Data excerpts
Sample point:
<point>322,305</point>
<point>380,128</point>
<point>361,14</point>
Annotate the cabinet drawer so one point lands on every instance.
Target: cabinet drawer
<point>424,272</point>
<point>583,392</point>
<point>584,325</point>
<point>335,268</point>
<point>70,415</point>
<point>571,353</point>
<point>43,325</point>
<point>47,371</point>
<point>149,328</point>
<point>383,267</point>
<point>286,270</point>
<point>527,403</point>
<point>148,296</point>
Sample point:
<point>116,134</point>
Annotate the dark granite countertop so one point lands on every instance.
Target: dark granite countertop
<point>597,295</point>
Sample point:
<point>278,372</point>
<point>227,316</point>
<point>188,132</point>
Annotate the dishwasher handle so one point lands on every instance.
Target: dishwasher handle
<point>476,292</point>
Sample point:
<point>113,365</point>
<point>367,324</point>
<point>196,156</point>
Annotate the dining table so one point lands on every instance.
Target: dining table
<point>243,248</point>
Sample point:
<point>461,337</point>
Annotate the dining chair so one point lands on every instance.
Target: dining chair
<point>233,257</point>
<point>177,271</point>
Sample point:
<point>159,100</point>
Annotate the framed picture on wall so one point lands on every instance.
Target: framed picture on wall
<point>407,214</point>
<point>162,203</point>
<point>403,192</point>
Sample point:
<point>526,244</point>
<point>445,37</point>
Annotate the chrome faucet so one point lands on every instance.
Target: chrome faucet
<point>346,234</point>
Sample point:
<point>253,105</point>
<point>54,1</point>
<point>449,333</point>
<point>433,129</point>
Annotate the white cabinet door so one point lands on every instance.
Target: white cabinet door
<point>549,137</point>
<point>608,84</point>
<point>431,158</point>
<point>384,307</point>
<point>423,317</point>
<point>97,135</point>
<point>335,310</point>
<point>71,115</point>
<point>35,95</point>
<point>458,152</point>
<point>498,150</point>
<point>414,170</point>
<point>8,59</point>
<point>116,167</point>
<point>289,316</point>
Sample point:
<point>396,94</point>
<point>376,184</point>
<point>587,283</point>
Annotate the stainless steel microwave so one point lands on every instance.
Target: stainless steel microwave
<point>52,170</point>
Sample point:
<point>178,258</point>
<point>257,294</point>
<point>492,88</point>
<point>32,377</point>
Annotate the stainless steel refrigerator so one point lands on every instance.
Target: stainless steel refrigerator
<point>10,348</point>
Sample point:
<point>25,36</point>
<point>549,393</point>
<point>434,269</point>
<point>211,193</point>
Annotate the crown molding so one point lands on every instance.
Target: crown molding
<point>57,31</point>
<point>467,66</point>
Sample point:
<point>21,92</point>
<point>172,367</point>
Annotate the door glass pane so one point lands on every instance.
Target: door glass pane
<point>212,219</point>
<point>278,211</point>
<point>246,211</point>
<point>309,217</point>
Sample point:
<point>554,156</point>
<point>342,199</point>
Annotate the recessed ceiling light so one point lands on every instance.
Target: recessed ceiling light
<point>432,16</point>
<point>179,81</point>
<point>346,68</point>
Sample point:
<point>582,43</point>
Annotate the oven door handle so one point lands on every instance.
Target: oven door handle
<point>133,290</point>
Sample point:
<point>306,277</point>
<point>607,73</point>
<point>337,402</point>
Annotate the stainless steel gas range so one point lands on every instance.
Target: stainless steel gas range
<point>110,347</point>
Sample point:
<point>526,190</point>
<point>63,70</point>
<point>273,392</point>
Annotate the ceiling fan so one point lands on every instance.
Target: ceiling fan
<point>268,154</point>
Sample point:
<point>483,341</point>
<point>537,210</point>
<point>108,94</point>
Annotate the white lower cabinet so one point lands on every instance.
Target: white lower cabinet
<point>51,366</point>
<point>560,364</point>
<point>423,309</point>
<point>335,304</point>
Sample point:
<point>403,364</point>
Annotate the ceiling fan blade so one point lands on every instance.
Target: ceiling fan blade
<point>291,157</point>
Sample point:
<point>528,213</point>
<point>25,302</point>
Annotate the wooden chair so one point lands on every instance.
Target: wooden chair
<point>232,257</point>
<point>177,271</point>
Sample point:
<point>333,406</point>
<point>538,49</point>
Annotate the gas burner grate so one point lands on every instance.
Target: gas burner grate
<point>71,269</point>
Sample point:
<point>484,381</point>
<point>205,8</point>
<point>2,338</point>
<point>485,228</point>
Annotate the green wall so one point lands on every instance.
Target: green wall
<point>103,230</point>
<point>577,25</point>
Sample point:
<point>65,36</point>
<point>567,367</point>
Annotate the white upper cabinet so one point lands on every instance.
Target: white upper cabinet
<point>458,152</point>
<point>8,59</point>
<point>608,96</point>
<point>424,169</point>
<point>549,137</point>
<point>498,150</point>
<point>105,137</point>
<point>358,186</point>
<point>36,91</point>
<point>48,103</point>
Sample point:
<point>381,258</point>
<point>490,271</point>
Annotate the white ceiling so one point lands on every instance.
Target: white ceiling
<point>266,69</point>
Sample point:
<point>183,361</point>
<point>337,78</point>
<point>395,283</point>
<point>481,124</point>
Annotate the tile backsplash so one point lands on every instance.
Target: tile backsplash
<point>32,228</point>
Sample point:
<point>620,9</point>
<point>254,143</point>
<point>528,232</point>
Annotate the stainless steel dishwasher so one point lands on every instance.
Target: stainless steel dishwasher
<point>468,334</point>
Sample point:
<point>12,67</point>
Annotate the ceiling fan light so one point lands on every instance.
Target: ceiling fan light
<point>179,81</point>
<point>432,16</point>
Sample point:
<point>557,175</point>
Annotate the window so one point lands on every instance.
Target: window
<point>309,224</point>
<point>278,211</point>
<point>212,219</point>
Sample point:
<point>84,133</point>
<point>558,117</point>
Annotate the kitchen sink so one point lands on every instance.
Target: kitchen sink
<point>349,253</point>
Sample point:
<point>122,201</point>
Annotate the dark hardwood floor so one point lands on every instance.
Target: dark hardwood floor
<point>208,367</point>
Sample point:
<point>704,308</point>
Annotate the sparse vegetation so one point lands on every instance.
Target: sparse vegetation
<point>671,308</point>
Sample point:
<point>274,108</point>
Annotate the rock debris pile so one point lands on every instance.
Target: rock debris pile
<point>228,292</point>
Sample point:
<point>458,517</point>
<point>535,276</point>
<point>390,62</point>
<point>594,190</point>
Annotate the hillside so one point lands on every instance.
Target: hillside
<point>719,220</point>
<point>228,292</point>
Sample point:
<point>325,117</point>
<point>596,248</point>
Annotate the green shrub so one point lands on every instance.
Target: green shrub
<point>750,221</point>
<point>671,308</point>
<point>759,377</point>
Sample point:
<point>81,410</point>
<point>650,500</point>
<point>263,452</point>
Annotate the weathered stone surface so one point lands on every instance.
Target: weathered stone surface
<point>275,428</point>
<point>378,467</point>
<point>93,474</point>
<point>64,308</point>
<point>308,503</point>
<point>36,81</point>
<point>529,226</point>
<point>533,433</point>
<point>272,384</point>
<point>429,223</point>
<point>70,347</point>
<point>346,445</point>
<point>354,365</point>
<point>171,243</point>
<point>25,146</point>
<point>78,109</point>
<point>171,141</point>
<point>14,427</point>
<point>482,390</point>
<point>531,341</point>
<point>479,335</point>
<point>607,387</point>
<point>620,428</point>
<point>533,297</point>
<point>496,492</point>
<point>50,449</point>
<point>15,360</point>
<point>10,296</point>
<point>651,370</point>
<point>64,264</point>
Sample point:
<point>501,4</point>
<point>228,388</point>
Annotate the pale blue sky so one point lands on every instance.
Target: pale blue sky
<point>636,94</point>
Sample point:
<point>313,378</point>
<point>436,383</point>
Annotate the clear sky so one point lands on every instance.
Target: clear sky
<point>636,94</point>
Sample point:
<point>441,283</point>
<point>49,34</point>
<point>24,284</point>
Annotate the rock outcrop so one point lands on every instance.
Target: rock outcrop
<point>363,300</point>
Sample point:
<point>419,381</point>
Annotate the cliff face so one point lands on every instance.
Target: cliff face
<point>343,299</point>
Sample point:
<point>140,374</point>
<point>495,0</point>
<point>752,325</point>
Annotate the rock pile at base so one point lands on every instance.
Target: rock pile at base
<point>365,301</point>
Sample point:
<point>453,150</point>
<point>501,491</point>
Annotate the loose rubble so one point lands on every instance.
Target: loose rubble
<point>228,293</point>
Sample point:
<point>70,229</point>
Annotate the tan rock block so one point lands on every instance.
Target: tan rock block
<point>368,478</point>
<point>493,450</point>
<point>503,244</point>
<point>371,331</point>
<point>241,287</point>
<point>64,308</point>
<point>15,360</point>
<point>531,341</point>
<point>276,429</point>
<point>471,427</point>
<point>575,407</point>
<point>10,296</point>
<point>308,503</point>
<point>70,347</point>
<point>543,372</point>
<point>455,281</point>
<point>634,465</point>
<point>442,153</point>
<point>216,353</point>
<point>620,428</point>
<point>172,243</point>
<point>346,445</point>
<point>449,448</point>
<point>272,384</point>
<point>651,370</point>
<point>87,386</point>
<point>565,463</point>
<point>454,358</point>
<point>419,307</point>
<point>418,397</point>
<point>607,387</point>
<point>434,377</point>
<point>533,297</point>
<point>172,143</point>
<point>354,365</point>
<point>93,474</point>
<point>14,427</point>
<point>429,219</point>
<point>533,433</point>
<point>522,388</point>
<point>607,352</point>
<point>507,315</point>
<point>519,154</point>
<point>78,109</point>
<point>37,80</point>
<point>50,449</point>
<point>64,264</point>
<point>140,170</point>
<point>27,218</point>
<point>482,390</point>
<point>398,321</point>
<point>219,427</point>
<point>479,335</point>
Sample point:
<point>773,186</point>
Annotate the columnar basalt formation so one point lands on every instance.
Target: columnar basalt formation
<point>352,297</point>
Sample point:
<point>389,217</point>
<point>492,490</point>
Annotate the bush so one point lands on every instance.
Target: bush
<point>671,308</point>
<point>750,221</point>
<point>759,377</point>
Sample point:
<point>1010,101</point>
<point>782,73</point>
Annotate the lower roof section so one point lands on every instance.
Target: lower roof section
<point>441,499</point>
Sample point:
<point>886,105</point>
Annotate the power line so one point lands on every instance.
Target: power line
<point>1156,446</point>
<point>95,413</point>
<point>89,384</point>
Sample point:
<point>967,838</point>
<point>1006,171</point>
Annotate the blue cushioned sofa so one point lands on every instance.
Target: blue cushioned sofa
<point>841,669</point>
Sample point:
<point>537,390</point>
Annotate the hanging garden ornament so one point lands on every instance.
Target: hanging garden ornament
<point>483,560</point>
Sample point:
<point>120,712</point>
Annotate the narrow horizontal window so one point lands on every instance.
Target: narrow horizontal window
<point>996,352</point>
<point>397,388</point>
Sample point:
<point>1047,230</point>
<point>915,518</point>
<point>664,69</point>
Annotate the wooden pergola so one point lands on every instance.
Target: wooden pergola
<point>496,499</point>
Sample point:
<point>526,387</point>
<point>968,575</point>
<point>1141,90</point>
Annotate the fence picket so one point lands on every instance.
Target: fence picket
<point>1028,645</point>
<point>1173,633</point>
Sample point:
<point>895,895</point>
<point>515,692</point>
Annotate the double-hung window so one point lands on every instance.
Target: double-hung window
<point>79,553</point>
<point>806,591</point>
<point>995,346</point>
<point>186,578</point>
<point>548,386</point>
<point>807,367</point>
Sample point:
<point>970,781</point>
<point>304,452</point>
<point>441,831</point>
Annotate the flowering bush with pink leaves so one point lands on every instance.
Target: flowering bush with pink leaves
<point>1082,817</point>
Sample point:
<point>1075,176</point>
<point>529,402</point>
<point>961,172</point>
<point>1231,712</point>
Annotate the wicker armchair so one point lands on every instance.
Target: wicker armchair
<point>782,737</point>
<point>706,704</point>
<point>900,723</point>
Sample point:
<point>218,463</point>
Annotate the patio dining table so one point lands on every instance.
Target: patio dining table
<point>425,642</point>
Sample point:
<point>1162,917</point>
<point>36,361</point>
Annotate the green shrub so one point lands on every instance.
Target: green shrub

→ **Required action**
Restate word for word the lines above, beginning at the first one and ending at the line that carries "Annotate the cabinet".

→ **Result**
Sample point:
<point>322,305</point>
<point>380,128</point>
<point>361,14</point>
Annotate the cabinet drawer so one point lands on every instance.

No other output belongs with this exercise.